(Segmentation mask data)

<<<<

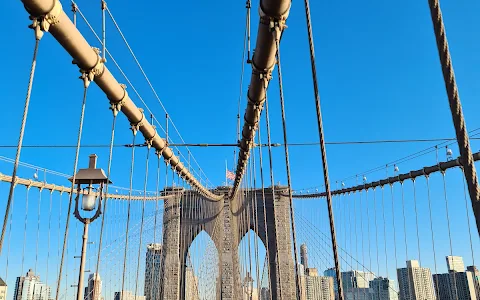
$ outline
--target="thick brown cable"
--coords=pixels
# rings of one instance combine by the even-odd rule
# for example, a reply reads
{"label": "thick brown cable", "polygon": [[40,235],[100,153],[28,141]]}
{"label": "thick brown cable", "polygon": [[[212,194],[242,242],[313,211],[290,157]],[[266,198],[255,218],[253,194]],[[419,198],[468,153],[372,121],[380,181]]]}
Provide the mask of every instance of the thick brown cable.
{"label": "thick brown cable", "polygon": [[342,276],[341,276],[341,269],[340,269],[341,267],[340,267],[340,261],[338,259],[337,236],[335,233],[335,219],[333,215],[332,195],[330,193],[330,181],[328,177],[327,151],[325,148],[325,136],[323,131],[322,110],[320,105],[320,94],[318,91],[317,67],[315,63],[315,47],[313,42],[312,22],[311,22],[311,16],[310,16],[310,3],[309,3],[309,0],[305,0],[304,3],[305,3],[305,15],[306,15],[306,21],[307,21],[308,43],[310,46],[310,63],[312,67],[313,89],[315,93],[315,108],[317,111],[318,135],[320,138],[320,151],[322,155],[323,178],[324,178],[324,184],[325,184],[325,191],[327,194],[328,218],[330,221],[330,235],[332,239],[333,259],[335,263],[335,274],[336,274],[337,287],[338,287],[338,297],[339,297],[339,300],[343,300],[344,295],[343,295]]}
{"label": "thick brown cable", "polygon": [[432,17],[438,54],[442,65],[443,79],[447,90],[448,102],[452,113],[453,125],[457,136],[458,148],[464,168],[465,179],[472,201],[472,208],[477,223],[477,231],[480,233],[480,187],[478,184],[477,170],[475,168],[467,126],[463,116],[462,104],[458,93],[452,58],[448,47],[447,34],[443,22],[439,0],[429,0],[430,14]]}
{"label": "thick brown cable", "polygon": [[[282,127],[283,127],[283,143],[285,150],[285,164],[287,168],[287,184],[288,184],[288,198],[290,206],[290,222],[292,228],[292,237],[293,237],[293,252],[294,252],[294,261],[295,269],[298,266],[298,253],[297,253],[297,233],[295,232],[295,215],[293,212],[293,193],[292,193],[292,180],[290,176],[290,158],[288,155],[288,141],[287,141],[287,122],[285,117],[285,101],[283,97],[283,83],[282,83],[282,64],[280,61],[280,34],[279,31],[275,34],[275,42],[277,44],[277,73],[278,73],[278,89],[280,91],[280,108],[282,113]],[[330,203],[331,209],[331,203]],[[296,276],[296,287],[297,287],[297,299],[300,297],[300,274],[298,270],[295,272]]]}
{"label": "thick brown cable", "polygon": [[15,162],[13,164],[13,172],[12,172],[13,180],[10,183],[10,191],[8,193],[7,206],[5,208],[5,216],[3,218],[2,234],[0,236],[0,255],[2,254],[3,240],[5,238],[5,232],[7,230],[8,216],[9,216],[10,208],[13,202],[13,194],[15,190],[15,179],[17,178],[18,164],[20,162],[20,153],[22,152],[23,136],[25,134],[25,127],[27,125],[28,108],[30,105],[30,96],[32,94],[33,79],[35,77],[35,68],[37,66],[38,47],[40,44],[40,39],[43,34],[40,30],[40,24],[36,25],[34,27],[34,30],[35,30],[35,46],[33,49],[33,59],[32,59],[32,65],[30,67],[30,76],[28,78],[27,96],[25,97],[25,104],[23,107],[23,116],[22,116],[22,122],[20,125],[20,134],[18,136],[17,153],[15,154]]}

>>>>

• _TASK_:
Leave the pictures aside and give every entry above again word for word.

• _SOLVED PROBLEM_:
$ outline
--target="thick brown cable"
--coords=pixels
# rings of one instance combine by the even-odd rule
# for example, a reply reads
{"label": "thick brown cable", "polygon": [[40,235],[100,153],[28,141]]}
{"label": "thick brown cable", "polygon": [[[212,194],[242,242],[313,211],[290,157]],[[266,198],[255,218],[253,194]],[[419,198],[468,153],[372,121],[380,181]]]}
Provide the mask of every instance of the thick brown cable.
{"label": "thick brown cable", "polygon": [[342,276],[341,276],[341,269],[340,269],[341,267],[340,267],[340,261],[338,259],[337,236],[335,233],[335,219],[333,215],[332,195],[330,193],[330,181],[328,177],[327,151],[325,148],[325,136],[323,131],[322,110],[320,105],[320,94],[318,91],[317,67],[315,63],[315,47],[313,42],[312,22],[311,22],[311,16],[310,16],[310,3],[309,3],[309,0],[305,0],[304,3],[305,3],[305,15],[306,15],[306,21],[307,21],[308,43],[310,46],[310,63],[312,67],[313,89],[315,93],[315,108],[317,111],[318,135],[320,138],[320,151],[322,155],[323,178],[324,178],[324,184],[325,184],[325,191],[327,194],[328,218],[330,221],[330,235],[332,239],[333,259],[335,263],[335,274],[336,274],[337,287],[338,287],[338,297],[339,297],[339,300],[343,300],[344,295],[343,295]]}
{"label": "thick brown cable", "polygon": [[432,17],[438,54],[442,65],[443,79],[447,90],[448,102],[452,113],[453,125],[457,136],[458,148],[464,168],[465,179],[472,201],[472,208],[477,223],[477,231],[480,233],[480,187],[478,184],[477,170],[475,168],[467,126],[463,116],[462,104],[458,93],[452,58],[448,47],[447,34],[443,22],[439,0],[429,0],[430,14]]}
{"label": "thick brown cable", "polygon": [[[282,127],[283,127],[283,143],[285,150],[285,164],[287,168],[287,184],[288,184],[288,198],[290,206],[290,222],[292,228],[292,237],[293,237],[293,252],[294,252],[294,261],[295,269],[298,266],[298,253],[297,253],[297,233],[295,232],[295,215],[293,212],[293,193],[292,193],[292,180],[290,176],[290,158],[288,155],[288,141],[287,141],[287,122],[285,117],[285,101],[283,97],[283,83],[282,83],[282,64],[280,61],[280,34],[279,31],[275,34],[275,42],[277,44],[277,73],[278,73],[278,89],[280,91],[280,108],[282,113]],[[330,203],[331,209],[331,203]],[[296,276],[296,287],[297,287],[297,299],[300,297],[300,274],[298,270],[295,272]]]}
{"label": "thick brown cable", "polygon": [[15,162],[13,164],[13,172],[12,172],[13,180],[10,183],[10,191],[8,193],[7,206],[5,208],[5,216],[3,218],[2,234],[0,236],[0,255],[2,254],[3,240],[5,238],[5,232],[7,230],[8,216],[9,216],[10,208],[13,202],[13,194],[15,190],[15,179],[17,178],[18,164],[20,162],[20,153],[22,152],[23,136],[25,134],[25,127],[27,125],[28,108],[30,105],[30,96],[32,94],[33,79],[35,77],[35,68],[37,66],[38,47],[40,44],[40,39],[43,34],[40,30],[40,24],[36,25],[34,27],[34,30],[35,30],[35,46],[33,49],[33,59],[32,59],[32,65],[30,67],[30,76],[28,78],[27,96],[25,97],[25,104],[23,107],[23,116],[22,116],[22,122],[20,125],[20,134],[18,136],[17,153],[15,154]]}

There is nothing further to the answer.